TEXT PROVIDED >>
* * *

Emerging Investigator Series: Weiqiang Chen

Dr. Weiqiang Chen is an Assistant Professor in the Departments of Mechanical and Aerospace Engineering and Biomedical Engineering at New York University. He received his B.S. in Physics from Nanjing University in 2005 and M.S. degrees from Shanghai Jiao Tong University in 2008 and Purdue University in 2009, both in Electrical Engineering. He earned his Ph.D. degree in Mechanical Engineering from the University of Michigan in 2014.  He is the receipt of the National Institute of Biomedical Imaging and Bioengineering Trailblazer Award, the American Heart Association Scientist Development Award,  the NYU Whitehead Fellowship, the 2013 Baxter Young Investigator Award, the University of Michigan Richard F. & Eleanor A. Towner Prize for Outstanding PhD Research, and the ProQuest Distinguished Dissertation Award. Dr. Chen’s research interests focus on Lab-on-a-Chip, biomaterials, mechanobiology, stem cell biology, caner biology, and immune engineering.

Read his latest Emerging Investigator Series article An integrated adipose-tissue-on-chip nanoplasmonic biosensing platform for investigating obesity-associated inflammation and read more about him in the interview below:

Your recent Emerging Investigator Series paper focuses on “An Integrated Adipose-Tissue-On-Chip Nanoplasmonic Biosensing Platform for Investigating Obesity-associated Inflammation”. How has your research evolved from your first article to this most recent article?

We have previously been interested in developing microfluidic biosensing systems for immune cell cytokine detections. Quantitative measurements of the cytokine-producing capacity of different immune cells are critically important for characterizing the immune cell functions and defining the “immune phenotypes” of patients for clinical diagnosis and interventions. Although many advanced biosensing techniques have been purposed for cytokine profiling, there are no clinically available methods that integrate high-resolution immune cell monitoring and multiplexed cytokine detection together in its native tissue microenvironment, which is a big hurdle to understand the cellular immunophenotype behaviors during disease progression. This has inspired us to consider of combining the label-free nanoplasmonic biosensors with an Adipose-Tissue-on-Chip system reported in the recent article to quantitatively characterize obesity-associated dynamic cytokine secretion behaviors in a complex biomimetic adipose tissue microenvironment.

What aspect of your work are you most excited about at the moment?

I am most excited about the potential of our research for future applications in personalized medicine.

In your opinion, what do you think the contribution of disease-on-a-chip models for personalised medicine is likely to be?

Traditional medicine, which mostly relies on test of treatment on animal models, has many limitations. This is because the traditional animal models cannot mimic human pathophysiology accurately. Alternatively, the disease-on-a-chip platform can mimic an ideal microenvironment of human pathologic tissue, which enables a more accurate way to test the medicine activity under molecular- and cellular-scale in human organ tissue in vitro. Particularly, the cellular immunophenotype behavior is highly correlated with the tissue microenvironment. Unquestionably, integrating in situ cellular and molecular immune profiling in an organotypic setting can provide a reliable and accurate screening to characterize cell functions in its native tumor microenvironment. More importantly, due to the heterogeneity between individual human being, even for patients who are diagnosed with the same disease, their response to a same medicine treatment can be diversified. The minimized microfluidic disease-on-a-chip model can be derived from the specific patient’s cells or explanted pathophysiology tissue, allows parallel screening of multiple medical treatments in personalized manner. Therefore, this technology will provide the most efficient way to identify the most effective personalized medical options before applying to the patient’s own self.

* * *

DATA EXTRACTS >>
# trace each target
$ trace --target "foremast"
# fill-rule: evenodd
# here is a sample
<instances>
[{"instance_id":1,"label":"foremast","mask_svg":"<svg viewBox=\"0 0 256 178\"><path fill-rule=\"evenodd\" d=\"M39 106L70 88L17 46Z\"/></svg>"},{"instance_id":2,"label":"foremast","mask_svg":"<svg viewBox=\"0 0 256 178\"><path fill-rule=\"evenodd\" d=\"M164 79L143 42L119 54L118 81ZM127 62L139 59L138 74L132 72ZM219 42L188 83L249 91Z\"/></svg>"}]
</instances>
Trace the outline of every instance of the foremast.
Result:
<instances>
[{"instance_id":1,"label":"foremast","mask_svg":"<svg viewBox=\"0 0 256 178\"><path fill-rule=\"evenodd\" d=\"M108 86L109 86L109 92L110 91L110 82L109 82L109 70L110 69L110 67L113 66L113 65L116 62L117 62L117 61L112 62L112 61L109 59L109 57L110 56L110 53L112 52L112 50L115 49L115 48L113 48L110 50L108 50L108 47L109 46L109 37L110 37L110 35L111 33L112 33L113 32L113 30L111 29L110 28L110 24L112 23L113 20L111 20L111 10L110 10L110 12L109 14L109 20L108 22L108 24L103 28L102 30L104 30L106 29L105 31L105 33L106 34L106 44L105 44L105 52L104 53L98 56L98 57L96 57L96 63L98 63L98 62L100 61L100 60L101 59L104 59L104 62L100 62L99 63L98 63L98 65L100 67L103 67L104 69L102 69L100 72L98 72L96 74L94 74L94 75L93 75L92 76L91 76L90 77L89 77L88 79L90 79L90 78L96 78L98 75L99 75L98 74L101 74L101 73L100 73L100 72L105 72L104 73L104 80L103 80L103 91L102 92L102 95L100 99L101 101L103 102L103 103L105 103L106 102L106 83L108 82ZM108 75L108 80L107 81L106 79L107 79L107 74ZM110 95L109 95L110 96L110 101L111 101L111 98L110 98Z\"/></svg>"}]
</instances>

* * *

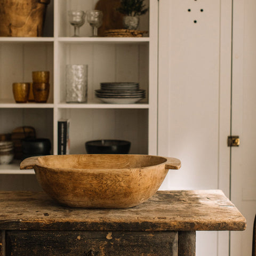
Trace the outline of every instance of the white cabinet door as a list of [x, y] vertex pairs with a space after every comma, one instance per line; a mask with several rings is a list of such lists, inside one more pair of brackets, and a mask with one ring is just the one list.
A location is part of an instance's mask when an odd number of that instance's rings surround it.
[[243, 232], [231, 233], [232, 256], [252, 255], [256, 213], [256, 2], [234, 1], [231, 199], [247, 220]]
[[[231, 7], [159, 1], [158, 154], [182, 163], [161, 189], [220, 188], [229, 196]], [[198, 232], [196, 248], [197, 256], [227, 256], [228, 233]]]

* * *

INSTRUCTIONS TO FOLLOW >> According to the interview, in what field and from which university did Weiqiang Chen earn his Ph.D.? The rows are separate material and have no connection to the interview.

ANSWER TO THIS EXERCISE >> Mechanical Engineering, from the University of Michigan.